TEXTE À ANALYSER
****************************************

Titi Robin, dénonce : "un relâchement moral nauséabond", et se sent blessé, humilié et en colère. Artiste, Titi Robin réagit en "citoyen du monde" homme aux métissages et aux expériences multiples, il se dit que l'Homme a besoin de se porter plus loin que son quotidien, et publie une lettre ouverte
De par ses origines, par son art, Titi Robin voyage, rencontre le monde, s'imprègne du monde. Joueur d'oud et de bouzouki, sa musique suit les chemins des tziganes, de l'Inde du nord à l'Afrique du nord en passant par l'Andalousie et l'Asie Centrale. Son parcours personnel et musical ont fait de lui un homme de tolérance, respectueux d'autrui : "il faut se projeter dans l'avenir avec de l'espoir, il y a des sociétés où la vie est bien plus difficile, bien plus violente, mais où on trouve de la joie de vivre".
Sa parole d'artiste porte, sa lettre ouverte est-elle un appel à changer le monde ? Titi Robin reste modeste, "il faut être utile, il faut retourner les difficultés pour puiser l'énergie, il faut se réveiller et se dire on y va".
Il met un point d'honneur à ne pas mettre son art en avant pour servir sa promotion : "ce serait malhonnête, je suis un citoyen, un être humain, un artiste, et en même temps au centre de tous ces amalgames, gens du voyage, noirs, étrangers..." D'où cette lettre ouverte pour exprimer un trop plein émotionnel et salutaire.
"Permettez moi de prendre la parole d'une manière personnelle.
Je suis né dans un village angevin où on élevait (comme toujours aujourd'hui) des vignes pour élaborer un vin moelleux, généreux, destiné au partage, à l'accueil des visiteurs, aux célébrations familiales. J'ai reçu dans ce village une éducation traditionnelle, riche, que je porte avec fierté, qui m'a permis de voyager et de rencontrer de par le monde des hommes et des femmes avec leurs propres bagages culturels. Nous avons échangé, et ainsi je me suis construit, j'ai grandi, mariant mes racines à celles rencontrées.

****************************************

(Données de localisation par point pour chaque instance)
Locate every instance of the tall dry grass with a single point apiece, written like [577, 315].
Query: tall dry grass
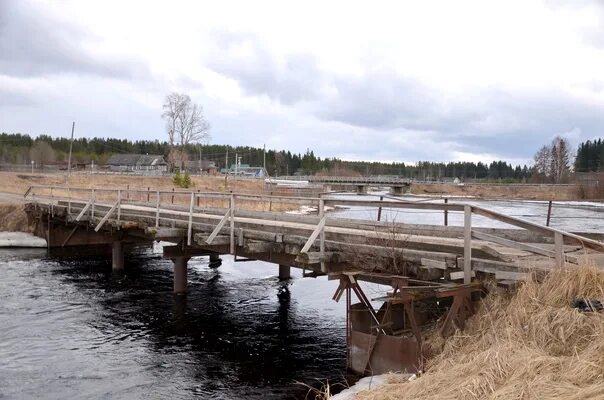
[532, 345]
[13, 218]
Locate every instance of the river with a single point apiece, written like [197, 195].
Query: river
[69, 328]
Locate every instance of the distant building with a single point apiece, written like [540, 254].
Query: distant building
[245, 170]
[139, 163]
[207, 167]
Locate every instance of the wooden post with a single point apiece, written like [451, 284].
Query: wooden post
[119, 207]
[559, 249]
[467, 253]
[92, 209]
[68, 203]
[322, 235]
[190, 228]
[270, 202]
[157, 210]
[232, 218]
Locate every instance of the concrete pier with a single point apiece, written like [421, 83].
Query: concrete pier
[284, 272]
[117, 264]
[398, 190]
[180, 274]
[215, 261]
[362, 189]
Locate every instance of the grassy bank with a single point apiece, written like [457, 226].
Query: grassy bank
[18, 183]
[527, 192]
[532, 345]
[13, 218]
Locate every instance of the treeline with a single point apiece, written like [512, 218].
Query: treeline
[21, 149]
[590, 156]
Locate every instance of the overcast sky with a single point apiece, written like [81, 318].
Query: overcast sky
[430, 80]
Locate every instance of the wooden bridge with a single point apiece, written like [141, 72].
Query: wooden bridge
[424, 264]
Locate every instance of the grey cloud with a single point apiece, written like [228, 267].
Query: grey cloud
[33, 44]
[288, 81]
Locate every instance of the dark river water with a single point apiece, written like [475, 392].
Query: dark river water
[69, 328]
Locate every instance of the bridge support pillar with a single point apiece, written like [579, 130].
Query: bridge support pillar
[215, 260]
[398, 190]
[117, 256]
[284, 272]
[180, 274]
[362, 189]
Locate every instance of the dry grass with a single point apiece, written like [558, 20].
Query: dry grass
[18, 183]
[499, 191]
[13, 218]
[532, 345]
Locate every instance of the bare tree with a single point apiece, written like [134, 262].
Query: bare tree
[560, 159]
[42, 153]
[185, 122]
[543, 162]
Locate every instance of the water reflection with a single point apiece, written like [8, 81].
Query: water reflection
[81, 331]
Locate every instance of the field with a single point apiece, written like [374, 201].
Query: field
[531, 345]
[501, 191]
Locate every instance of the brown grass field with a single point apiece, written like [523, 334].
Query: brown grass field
[531, 345]
[143, 188]
[528, 192]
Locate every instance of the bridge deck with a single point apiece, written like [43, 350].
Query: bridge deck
[325, 243]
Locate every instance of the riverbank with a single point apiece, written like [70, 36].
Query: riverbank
[500, 191]
[532, 345]
[13, 218]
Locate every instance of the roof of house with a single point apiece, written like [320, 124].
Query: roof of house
[136, 159]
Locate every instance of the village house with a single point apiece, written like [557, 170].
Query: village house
[146, 164]
[244, 170]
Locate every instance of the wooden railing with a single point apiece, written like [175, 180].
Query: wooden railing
[231, 203]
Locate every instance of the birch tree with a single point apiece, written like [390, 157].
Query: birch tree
[185, 124]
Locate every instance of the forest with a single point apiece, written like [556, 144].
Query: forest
[22, 149]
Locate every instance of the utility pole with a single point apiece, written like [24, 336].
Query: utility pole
[200, 165]
[70, 149]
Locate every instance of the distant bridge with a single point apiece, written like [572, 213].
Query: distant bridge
[432, 270]
[398, 186]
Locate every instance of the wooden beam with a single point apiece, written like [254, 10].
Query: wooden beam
[467, 254]
[106, 217]
[518, 245]
[593, 244]
[218, 227]
[81, 214]
[314, 235]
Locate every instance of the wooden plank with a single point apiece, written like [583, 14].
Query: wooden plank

****************************************

CONSIGNE
D'après le texte sur Titi Robin, de quels instruments joue-t-il ? Ce matériel provient d'une autre source.

VOTRE RÉPONSE
De l'oud et du bouzouki.